[Material to process]
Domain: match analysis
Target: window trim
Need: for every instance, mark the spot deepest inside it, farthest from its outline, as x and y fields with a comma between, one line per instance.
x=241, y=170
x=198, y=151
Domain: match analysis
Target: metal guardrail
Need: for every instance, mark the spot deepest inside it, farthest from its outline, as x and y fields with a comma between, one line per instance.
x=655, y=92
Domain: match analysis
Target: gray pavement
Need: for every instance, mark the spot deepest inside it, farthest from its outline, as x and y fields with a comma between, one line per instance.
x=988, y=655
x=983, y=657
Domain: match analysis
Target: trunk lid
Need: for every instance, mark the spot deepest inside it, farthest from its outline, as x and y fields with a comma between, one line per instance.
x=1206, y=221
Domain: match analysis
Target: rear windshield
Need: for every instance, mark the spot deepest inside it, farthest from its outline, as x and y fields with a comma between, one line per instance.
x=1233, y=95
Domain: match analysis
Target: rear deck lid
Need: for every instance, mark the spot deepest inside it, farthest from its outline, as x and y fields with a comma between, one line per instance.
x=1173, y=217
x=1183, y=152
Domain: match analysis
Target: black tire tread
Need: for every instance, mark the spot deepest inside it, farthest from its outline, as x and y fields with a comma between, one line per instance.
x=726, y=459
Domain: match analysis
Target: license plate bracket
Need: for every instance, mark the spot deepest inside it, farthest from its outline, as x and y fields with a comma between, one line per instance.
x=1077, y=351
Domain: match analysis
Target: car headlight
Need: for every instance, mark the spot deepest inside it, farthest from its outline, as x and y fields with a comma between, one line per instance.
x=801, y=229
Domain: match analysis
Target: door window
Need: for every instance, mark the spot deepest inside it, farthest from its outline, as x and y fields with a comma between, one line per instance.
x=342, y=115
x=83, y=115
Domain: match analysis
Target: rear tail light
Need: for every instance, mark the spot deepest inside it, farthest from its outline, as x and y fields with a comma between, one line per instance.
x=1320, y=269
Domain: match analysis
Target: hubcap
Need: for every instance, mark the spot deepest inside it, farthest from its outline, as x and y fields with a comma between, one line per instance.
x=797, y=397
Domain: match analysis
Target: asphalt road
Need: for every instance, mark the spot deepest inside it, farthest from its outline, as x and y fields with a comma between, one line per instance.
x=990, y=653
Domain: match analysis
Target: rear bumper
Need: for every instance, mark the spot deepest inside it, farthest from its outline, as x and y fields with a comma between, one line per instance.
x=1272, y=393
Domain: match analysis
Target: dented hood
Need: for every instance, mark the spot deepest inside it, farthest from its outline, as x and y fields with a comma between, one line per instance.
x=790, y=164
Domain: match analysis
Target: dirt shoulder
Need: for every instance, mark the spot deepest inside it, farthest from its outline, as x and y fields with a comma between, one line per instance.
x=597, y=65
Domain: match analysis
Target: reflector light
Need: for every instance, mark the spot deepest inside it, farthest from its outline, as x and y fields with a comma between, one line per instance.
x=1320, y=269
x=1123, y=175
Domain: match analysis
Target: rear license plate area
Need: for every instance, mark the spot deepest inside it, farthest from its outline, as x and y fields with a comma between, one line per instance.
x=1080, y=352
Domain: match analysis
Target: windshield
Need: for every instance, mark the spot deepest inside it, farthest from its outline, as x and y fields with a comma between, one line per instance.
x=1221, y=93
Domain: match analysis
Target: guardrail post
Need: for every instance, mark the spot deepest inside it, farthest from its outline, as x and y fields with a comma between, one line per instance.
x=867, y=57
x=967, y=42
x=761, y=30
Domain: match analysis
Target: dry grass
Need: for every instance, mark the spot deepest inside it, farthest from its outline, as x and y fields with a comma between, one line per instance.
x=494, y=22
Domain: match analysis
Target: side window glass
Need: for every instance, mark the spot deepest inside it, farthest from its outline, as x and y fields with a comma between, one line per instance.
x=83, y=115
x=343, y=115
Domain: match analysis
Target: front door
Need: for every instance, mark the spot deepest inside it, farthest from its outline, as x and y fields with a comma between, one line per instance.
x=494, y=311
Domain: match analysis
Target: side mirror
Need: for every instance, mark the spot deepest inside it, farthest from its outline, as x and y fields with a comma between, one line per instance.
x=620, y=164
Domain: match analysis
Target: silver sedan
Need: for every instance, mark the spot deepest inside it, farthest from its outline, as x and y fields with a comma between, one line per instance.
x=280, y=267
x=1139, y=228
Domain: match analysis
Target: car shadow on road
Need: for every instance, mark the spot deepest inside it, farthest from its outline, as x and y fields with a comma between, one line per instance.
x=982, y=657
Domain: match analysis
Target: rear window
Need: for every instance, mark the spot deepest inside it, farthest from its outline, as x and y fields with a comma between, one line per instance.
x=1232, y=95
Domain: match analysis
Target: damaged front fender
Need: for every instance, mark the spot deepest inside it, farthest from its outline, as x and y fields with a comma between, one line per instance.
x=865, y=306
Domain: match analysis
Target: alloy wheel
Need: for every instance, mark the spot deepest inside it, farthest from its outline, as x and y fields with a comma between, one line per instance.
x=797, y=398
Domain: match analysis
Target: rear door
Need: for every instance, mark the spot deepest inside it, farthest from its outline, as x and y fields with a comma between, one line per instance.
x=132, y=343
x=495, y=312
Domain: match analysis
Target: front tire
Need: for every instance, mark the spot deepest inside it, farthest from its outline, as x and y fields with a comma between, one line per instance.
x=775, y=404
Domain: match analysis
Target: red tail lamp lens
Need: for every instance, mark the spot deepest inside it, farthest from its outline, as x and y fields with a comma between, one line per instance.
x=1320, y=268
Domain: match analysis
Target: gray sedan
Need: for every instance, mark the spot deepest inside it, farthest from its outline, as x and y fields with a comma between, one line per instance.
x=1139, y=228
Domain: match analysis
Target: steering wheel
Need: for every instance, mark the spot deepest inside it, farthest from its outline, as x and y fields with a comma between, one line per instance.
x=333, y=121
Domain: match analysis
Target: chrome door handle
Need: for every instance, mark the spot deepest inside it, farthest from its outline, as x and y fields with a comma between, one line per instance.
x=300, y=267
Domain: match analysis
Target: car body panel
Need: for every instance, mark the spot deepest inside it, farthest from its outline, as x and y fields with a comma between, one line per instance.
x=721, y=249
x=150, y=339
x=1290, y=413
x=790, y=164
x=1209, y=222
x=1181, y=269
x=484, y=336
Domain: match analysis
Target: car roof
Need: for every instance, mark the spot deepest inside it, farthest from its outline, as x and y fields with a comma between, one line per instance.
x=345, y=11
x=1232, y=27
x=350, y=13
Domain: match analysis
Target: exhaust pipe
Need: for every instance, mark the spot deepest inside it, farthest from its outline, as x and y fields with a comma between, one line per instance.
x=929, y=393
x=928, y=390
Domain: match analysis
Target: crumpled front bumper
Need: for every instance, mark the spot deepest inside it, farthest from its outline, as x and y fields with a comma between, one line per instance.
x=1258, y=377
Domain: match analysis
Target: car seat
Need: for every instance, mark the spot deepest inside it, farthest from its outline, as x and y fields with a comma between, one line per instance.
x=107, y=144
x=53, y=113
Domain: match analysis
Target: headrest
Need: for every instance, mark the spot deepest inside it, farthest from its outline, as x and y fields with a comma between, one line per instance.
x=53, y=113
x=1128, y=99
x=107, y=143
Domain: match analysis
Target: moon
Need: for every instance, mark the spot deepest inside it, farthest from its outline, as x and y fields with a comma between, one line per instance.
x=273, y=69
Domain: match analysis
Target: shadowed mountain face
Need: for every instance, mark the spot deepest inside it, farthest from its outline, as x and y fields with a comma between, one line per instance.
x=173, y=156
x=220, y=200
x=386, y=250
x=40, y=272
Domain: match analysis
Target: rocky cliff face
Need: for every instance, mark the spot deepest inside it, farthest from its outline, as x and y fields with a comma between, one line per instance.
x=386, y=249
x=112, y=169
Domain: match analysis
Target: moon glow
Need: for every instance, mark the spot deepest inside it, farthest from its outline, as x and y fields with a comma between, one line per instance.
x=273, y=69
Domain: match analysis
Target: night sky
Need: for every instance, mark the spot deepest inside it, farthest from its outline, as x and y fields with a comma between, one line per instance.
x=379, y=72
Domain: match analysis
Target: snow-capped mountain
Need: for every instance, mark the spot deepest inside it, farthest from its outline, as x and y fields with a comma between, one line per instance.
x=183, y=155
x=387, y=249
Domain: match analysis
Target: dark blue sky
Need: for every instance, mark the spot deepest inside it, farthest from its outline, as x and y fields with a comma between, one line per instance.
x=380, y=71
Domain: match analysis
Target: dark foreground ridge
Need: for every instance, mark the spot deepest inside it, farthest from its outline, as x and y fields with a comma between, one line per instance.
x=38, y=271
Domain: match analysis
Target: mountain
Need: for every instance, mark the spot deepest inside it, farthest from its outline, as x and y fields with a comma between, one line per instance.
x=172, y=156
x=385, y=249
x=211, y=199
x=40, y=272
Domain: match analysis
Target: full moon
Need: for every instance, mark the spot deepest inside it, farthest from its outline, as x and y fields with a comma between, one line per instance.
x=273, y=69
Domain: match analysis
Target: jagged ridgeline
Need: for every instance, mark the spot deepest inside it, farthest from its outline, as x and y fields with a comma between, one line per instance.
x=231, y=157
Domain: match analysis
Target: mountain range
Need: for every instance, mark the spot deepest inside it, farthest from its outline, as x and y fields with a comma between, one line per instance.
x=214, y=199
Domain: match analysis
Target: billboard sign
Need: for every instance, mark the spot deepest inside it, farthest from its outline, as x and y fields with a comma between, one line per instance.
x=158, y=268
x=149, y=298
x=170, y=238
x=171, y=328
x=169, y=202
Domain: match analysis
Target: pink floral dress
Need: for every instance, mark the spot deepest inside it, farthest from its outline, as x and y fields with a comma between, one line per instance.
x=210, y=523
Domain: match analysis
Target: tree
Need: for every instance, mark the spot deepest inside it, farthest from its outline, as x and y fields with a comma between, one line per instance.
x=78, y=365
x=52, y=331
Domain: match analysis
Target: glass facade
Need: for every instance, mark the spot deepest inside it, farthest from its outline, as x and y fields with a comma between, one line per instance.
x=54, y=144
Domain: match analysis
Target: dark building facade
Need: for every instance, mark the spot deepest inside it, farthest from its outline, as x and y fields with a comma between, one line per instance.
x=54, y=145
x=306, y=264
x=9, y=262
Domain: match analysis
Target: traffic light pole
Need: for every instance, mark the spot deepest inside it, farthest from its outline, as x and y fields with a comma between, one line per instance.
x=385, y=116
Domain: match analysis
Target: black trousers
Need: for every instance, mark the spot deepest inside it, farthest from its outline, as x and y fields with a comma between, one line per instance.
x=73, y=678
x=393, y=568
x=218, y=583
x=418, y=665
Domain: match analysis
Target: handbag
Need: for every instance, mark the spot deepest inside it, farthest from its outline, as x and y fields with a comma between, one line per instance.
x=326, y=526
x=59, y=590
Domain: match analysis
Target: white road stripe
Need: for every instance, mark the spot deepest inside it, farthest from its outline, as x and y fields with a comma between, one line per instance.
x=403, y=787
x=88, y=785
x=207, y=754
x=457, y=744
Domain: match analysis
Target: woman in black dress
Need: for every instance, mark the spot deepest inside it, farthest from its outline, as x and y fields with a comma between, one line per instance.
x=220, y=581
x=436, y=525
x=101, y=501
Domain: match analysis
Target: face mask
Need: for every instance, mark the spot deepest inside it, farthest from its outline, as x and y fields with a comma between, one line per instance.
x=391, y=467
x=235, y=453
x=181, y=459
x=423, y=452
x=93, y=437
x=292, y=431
[/Material to process]
_Requirement_. Say how many lines of the data above include the word "wheel", and add nothing further.

_Answer space_. 2